[Data entries]
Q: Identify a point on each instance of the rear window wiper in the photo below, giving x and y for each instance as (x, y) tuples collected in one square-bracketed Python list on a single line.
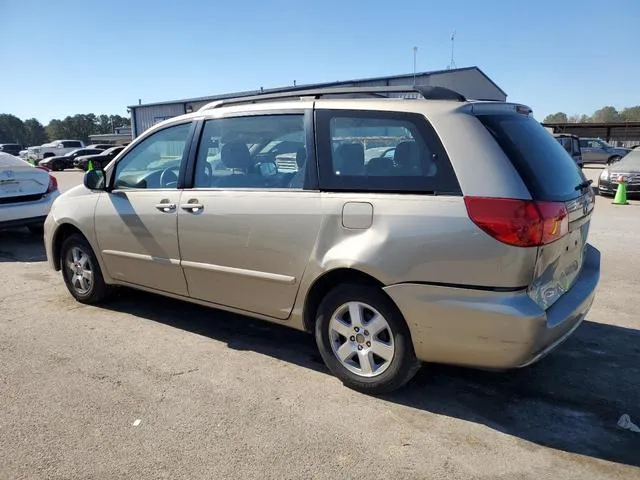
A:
[(583, 185)]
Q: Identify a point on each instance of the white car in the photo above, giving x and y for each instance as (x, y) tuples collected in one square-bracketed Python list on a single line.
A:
[(26, 193)]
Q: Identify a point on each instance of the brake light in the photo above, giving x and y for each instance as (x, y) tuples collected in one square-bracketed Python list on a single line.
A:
[(521, 223)]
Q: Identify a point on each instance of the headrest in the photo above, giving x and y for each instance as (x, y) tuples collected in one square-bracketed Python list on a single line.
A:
[(380, 166), (406, 152), (236, 155), (301, 157), (350, 158)]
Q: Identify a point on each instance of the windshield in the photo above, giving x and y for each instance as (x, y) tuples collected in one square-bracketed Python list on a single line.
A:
[(549, 172)]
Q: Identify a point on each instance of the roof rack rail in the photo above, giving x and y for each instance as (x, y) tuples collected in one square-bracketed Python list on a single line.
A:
[(427, 92)]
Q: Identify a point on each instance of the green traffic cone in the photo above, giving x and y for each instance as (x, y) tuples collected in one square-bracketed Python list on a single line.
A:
[(621, 193)]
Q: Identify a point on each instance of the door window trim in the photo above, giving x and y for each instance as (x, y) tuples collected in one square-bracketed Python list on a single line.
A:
[(111, 177), (311, 174)]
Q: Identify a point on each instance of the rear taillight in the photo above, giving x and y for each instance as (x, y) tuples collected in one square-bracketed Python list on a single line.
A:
[(522, 223), (53, 184)]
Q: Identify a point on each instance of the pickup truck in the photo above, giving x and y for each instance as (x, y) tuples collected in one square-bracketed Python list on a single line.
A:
[(56, 148)]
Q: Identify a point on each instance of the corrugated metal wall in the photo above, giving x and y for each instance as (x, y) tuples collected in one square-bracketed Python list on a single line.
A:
[(146, 117)]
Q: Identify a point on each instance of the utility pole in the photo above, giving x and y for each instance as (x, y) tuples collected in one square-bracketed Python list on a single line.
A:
[(415, 53), (452, 62)]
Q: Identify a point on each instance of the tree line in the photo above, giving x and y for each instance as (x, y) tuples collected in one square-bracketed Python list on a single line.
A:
[(604, 115), (31, 132)]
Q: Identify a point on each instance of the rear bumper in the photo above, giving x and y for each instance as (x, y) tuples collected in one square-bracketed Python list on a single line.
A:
[(611, 187), (492, 329)]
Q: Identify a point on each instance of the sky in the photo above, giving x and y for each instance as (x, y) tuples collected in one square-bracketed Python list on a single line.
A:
[(65, 57)]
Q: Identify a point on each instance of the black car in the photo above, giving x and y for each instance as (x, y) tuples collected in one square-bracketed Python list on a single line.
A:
[(100, 160), (11, 148), (571, 144), (628, 167), (66, 161)]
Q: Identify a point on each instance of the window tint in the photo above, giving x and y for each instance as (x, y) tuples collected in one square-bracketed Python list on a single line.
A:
[(545, 167), (155, 162), (576, 146), (267, 151), (382, 151)]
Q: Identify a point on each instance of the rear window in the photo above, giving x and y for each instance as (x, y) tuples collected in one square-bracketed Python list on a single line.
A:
[(373, 151), (548, 171)]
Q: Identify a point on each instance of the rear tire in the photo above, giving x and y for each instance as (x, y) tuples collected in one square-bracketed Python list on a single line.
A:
[(81, 271), (364, 340)]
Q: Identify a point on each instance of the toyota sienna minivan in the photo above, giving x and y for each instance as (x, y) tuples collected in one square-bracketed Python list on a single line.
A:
[(466, 245)]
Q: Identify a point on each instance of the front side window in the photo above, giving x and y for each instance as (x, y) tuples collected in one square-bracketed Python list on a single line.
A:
[(266, 151), (156, 161), (382, 151)]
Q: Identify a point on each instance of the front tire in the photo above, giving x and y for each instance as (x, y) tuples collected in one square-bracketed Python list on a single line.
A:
[(81, 271), (364, 340), (37, 229)]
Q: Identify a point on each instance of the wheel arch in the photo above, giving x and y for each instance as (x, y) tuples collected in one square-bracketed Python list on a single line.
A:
[(62, 232), (324, 283)]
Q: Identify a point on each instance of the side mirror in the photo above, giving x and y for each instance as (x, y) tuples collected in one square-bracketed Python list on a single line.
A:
[(268, 169), (94, 180)]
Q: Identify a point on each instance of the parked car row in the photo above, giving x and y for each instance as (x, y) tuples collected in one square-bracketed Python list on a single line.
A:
[(101, 154), (627, 169), (590, 150), (26, 193)]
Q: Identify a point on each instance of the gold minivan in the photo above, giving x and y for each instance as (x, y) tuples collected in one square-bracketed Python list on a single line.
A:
[(396, 230)]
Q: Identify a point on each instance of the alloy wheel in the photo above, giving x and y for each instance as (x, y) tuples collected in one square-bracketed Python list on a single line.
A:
[(361, 339)]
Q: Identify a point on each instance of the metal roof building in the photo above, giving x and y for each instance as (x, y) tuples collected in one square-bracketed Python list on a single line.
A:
[(623, 133), (470, 81)]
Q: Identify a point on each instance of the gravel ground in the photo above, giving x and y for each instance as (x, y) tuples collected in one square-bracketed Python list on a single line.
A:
[(146, 387)]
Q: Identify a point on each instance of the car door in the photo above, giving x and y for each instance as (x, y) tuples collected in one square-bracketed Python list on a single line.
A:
[(136, 221), (246, 230)]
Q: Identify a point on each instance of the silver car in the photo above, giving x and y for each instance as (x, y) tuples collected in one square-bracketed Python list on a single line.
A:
[(595, 150), (467, 245)]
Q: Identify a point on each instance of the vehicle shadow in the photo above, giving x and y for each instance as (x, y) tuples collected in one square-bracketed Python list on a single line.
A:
[(570, 401), (20, 245)]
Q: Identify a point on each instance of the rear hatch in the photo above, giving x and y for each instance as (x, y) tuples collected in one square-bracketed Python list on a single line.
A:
[(558, 189), (19, 181)]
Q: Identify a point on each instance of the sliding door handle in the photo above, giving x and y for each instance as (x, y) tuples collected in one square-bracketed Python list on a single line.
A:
[(166, 207), (192, 207)]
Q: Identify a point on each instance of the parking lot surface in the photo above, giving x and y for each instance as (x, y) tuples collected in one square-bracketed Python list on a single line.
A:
[(147, 387)]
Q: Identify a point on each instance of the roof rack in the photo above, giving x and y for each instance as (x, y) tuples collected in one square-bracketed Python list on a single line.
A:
[(427, 92)]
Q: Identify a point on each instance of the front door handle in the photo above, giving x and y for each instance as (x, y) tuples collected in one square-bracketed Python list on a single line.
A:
[(166, 207), (192, 207)]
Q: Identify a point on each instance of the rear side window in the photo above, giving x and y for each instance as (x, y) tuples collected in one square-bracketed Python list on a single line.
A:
[(546, 168), (381, 152)]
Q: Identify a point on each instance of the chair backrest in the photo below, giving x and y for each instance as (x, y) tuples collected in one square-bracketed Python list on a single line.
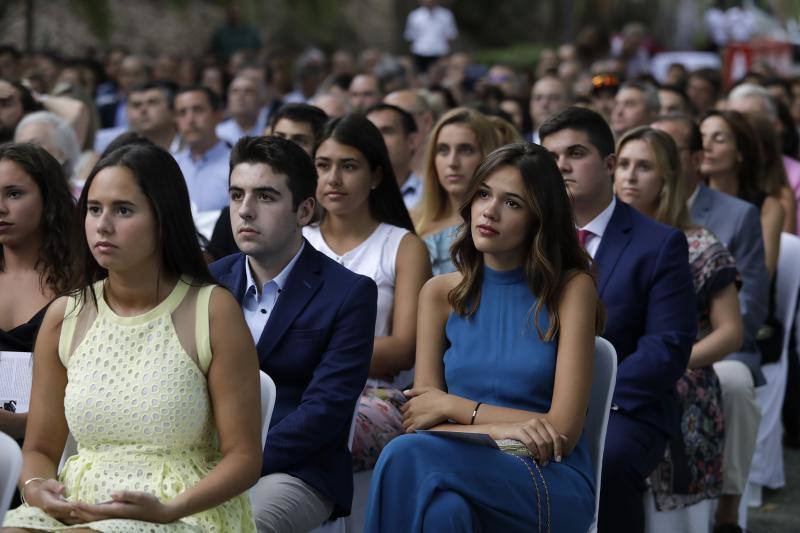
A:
[(787, 283), (70, 449), (603, 381), (10, 466), (267, 405)]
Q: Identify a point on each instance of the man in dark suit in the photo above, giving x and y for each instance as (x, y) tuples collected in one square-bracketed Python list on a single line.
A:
[(313, 324), (644, 281), (738, 225)]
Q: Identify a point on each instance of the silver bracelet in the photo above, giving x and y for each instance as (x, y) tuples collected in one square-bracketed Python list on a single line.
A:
[(24, 485)]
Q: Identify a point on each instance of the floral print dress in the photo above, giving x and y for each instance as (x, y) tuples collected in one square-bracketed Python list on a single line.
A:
[(691, 470)]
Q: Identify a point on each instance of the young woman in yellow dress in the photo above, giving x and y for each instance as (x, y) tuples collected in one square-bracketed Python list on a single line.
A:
[(148, 365)]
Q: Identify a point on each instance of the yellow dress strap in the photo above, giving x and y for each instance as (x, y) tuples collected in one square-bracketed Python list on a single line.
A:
[(71, 313), (202, 328)]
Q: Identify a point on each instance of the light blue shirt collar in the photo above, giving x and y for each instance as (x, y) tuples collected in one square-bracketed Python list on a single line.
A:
[(279, 280)]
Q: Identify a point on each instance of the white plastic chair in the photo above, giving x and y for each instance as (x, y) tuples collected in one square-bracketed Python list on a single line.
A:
[(695, 518), (340, 524), (766, 470), (267, 405), (10, 466), (603, 381)]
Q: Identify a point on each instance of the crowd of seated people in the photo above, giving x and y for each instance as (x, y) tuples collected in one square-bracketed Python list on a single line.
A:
[(439, 258)]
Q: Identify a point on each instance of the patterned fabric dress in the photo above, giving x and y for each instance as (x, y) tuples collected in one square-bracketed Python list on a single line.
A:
[(138, 406), (692, 468)]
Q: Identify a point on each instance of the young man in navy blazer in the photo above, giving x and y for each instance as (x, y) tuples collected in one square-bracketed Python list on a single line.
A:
[(313, 323), (645, 283)]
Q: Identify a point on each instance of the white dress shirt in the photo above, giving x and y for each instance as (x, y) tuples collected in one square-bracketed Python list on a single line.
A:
[(430, 30), (597, 226), (257, 305)]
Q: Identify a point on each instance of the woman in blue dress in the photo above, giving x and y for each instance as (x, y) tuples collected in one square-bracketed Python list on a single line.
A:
[(505, 347)]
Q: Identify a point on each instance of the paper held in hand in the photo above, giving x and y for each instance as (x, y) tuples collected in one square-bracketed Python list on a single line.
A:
[(16, 370)]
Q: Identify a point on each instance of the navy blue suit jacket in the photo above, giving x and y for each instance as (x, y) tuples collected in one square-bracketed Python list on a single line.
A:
[(317, 347), (645, 283)]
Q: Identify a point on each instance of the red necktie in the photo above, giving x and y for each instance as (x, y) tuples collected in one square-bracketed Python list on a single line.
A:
[(583, 234)]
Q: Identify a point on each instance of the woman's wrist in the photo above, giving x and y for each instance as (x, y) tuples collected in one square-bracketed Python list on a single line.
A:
[(174, 511), (29, 487), (459, 409)]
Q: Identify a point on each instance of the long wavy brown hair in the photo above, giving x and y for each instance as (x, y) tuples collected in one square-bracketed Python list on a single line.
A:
[(553, 255), (56, 250)]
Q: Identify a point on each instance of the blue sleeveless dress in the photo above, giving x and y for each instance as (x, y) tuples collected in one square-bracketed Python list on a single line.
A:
[(430, 483)]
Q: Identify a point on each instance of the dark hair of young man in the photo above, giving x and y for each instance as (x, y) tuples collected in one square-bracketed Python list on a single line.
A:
[(694, 141), (710, 76), (167, 87), (687, 104), (581, 119), (406, 118), (309, 114), (213, 98), (282, 156)]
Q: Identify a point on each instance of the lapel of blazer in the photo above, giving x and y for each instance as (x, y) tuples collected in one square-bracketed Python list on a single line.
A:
[(701, 209), (234, 278), (615, 239), (303, 282)]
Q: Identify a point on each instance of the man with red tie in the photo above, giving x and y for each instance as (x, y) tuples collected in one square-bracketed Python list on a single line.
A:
[(644, 281)]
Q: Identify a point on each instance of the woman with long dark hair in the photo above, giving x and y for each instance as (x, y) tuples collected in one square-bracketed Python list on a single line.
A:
[(505, 348), (133, 363), (366, 227), (36, 211)]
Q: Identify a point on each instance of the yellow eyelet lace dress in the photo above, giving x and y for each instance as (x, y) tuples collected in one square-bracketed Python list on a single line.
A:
[(137, 404)]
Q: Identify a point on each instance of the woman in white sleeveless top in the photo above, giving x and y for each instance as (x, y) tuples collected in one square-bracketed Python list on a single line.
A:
[(366, 228)]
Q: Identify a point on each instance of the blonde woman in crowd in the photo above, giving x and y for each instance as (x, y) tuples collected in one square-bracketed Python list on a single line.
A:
[(457, 144)]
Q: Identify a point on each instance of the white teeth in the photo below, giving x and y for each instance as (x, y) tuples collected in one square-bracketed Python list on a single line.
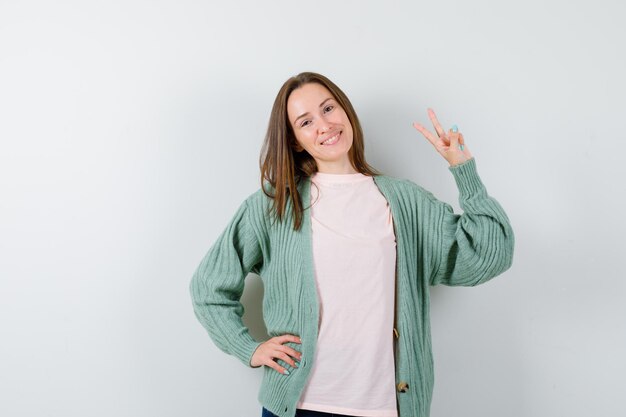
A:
[(332, 140)]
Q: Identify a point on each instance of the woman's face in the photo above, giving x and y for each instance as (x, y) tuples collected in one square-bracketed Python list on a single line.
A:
[(315, 117)]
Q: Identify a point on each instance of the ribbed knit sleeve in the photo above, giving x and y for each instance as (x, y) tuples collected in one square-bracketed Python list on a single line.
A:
[(218, 282), (477, 245)]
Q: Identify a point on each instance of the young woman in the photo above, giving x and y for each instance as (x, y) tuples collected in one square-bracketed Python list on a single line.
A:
[(346, 255)]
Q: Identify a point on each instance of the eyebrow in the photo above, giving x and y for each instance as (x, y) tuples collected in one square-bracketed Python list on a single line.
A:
[(304, 114)]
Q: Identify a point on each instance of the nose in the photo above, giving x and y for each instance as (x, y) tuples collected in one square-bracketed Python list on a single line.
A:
[(324, 125)]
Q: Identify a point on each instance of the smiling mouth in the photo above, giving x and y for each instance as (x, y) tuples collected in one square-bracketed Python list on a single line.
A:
[(332, 140)]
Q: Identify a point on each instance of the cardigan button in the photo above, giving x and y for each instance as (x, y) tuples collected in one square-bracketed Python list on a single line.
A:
[(403, 386)]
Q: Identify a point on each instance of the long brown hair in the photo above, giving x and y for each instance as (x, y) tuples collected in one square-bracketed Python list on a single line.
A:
[(282, 167)]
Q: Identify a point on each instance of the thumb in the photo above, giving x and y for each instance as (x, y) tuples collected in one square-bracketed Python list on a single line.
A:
[(454, 139)]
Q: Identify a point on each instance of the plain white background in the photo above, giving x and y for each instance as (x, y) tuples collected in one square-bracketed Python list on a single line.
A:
[(130, 132)]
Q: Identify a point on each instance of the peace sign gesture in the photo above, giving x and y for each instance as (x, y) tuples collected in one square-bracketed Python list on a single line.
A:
[(450, 145)]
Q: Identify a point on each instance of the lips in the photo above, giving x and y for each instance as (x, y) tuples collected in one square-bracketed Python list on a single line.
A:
[(332, 135)]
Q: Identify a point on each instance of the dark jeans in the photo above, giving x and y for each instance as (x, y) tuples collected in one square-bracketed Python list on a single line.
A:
[(305, 413)]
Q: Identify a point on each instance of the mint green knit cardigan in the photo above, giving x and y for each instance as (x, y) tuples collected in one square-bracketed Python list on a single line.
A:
[(434, 246)]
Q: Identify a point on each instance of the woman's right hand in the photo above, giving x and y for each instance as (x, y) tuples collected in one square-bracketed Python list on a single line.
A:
[(274, 348)]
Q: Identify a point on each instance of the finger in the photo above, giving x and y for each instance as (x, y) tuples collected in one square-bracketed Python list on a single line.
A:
[(438, 128), (431, 138), (286, 358), (454, 140), (288, 338), (292, 352), (280, 369)]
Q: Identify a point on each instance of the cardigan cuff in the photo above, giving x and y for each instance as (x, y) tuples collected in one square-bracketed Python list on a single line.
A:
[(466, 177)]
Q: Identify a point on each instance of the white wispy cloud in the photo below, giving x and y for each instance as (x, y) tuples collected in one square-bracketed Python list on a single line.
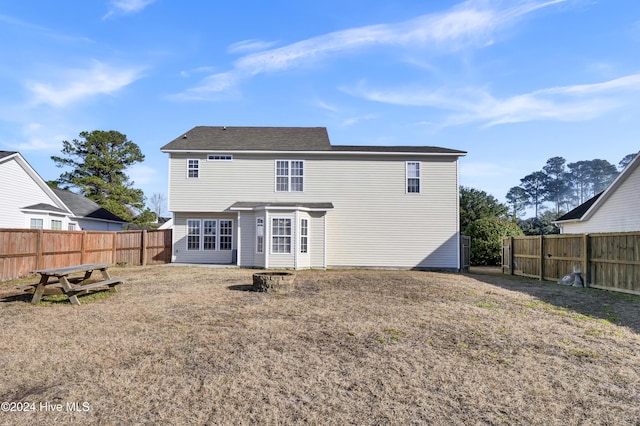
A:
[(126, 6), (472, 23), (250, 46), (477, 105), (75, 85)]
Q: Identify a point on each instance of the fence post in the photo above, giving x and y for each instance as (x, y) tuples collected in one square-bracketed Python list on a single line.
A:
[(541, 259), (143, 254), (586, 254), (511, 256), (39, 249), (82, 246), (114, 250)]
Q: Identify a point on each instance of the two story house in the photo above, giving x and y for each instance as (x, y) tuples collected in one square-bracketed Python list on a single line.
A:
[(284, 197)]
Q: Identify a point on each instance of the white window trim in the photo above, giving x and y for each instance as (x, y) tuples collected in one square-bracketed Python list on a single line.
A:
[(219, 157), (201, 235), (197, 161), (220, 235), (290, 236), (215, 235), (187, 235), (289, 174), (304, 237), (407, 177)]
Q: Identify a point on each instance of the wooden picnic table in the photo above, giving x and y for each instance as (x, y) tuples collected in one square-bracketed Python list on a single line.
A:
[(72, 286)]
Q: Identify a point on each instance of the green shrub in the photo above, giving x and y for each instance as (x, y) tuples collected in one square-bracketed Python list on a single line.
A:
[(486, 239)]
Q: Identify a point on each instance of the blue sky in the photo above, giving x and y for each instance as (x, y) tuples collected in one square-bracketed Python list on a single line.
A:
[(511, 82)]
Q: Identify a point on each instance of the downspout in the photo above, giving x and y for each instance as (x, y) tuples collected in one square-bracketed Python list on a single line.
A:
[(238, 240), (266, 238), (294, 237)]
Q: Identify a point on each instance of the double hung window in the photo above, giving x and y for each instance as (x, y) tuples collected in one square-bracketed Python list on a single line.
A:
[(193, 168), (289, 175), (304, 235), (259, 235), (209, 234), (226, 234), (193, 234), (280, 235), (413, 177)]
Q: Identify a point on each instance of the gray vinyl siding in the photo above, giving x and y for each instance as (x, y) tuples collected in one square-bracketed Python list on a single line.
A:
[(317, 240), (374, 222), (619, 213)]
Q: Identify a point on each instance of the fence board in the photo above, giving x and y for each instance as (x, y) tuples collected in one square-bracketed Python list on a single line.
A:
[(608, 261), (25, 250)]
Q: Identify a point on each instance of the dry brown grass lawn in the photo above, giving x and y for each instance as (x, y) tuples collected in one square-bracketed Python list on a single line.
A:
[(190, 345)]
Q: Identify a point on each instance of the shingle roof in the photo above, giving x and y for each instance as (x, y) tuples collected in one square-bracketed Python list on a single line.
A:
[(221, 138), (84, 207), (258, 204), (579, 211), (6, 153), (44, 207), (252, 139)]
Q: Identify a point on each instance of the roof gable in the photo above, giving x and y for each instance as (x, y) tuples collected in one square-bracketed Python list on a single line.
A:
[(585, 210), (289, 139), (252, 139), (85, 208), (7, 156)]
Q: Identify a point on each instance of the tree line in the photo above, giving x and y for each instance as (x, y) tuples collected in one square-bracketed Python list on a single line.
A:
[(565, 185), (96, 166)]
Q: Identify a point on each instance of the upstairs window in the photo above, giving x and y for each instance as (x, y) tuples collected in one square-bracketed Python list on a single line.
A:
[(216, 157), (289, 176), (413, 177), (193, 168)]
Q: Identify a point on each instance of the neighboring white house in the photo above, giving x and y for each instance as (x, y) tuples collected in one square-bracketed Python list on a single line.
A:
[(284, 197), (28, 202), (616, 209)]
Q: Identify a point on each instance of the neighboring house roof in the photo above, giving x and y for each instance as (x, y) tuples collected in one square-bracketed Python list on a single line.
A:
[(6, 156), (579, 211), (45, 207), (6, 153), (83, 207), (585, 210), (316, 139)]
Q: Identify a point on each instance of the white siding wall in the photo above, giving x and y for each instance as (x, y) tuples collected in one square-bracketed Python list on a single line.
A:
[(619, 213), (374, 221), (20, 190)]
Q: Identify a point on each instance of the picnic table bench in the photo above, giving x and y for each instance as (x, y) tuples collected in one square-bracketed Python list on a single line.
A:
[(73, 286)]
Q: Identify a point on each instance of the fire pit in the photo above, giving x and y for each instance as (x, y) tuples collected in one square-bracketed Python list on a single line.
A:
[(276, 282)]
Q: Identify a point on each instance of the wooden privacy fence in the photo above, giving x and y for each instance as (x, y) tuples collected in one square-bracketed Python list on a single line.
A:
[(25, 250), (606, 261)]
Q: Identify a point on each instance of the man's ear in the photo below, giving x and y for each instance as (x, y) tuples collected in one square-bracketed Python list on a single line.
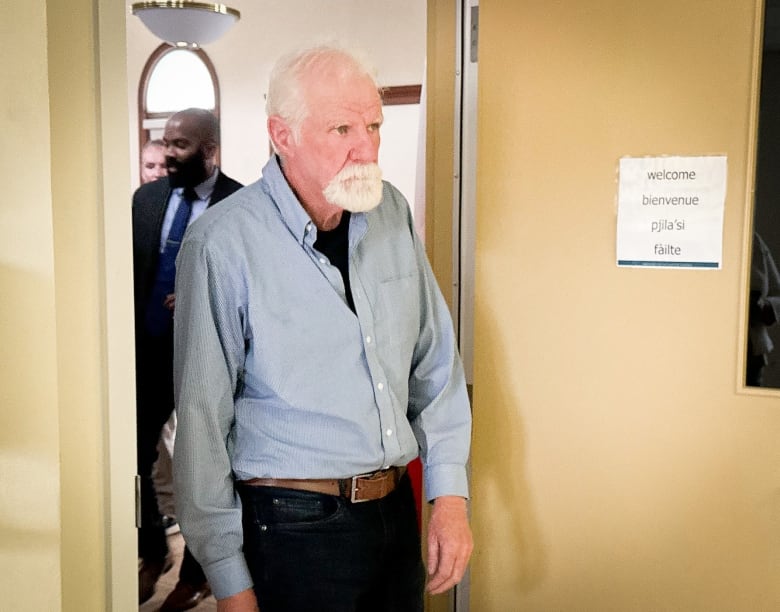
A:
[(281, 135)]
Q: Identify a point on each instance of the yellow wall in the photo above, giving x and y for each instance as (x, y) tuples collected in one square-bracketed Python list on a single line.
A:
[(29, 428), (66, 519), (617, 465)]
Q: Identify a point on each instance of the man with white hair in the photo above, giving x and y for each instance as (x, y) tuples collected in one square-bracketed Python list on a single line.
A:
[(314, 359)]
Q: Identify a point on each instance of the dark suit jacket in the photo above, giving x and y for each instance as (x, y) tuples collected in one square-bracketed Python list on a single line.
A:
[(149, 204)]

=== Aim of the exercise ===
Arrange the lines of the entries above, from the line containing "Q: Identify a point on each instance of the dark hair" through the line containing "98), (282, 156)]" (both included), as a Markdown table with the columns Row and Line. Number each row and leave out blank lines.

=== Task result ===
| Row | Line |
|---|---|
| 1 | Q: Identify a point on each instance of the dark hair of young man in the photo above, giving x and y for each instance as (x, y) tuples collected in one square-bracketed Python list on a single line. |
| 2 | A: |
| 3 | [(694, 141), (710, 76), (167, 87), (687, 104), (581, 119), (406, 118), (309, 114), (213, 98), (282, 156)] |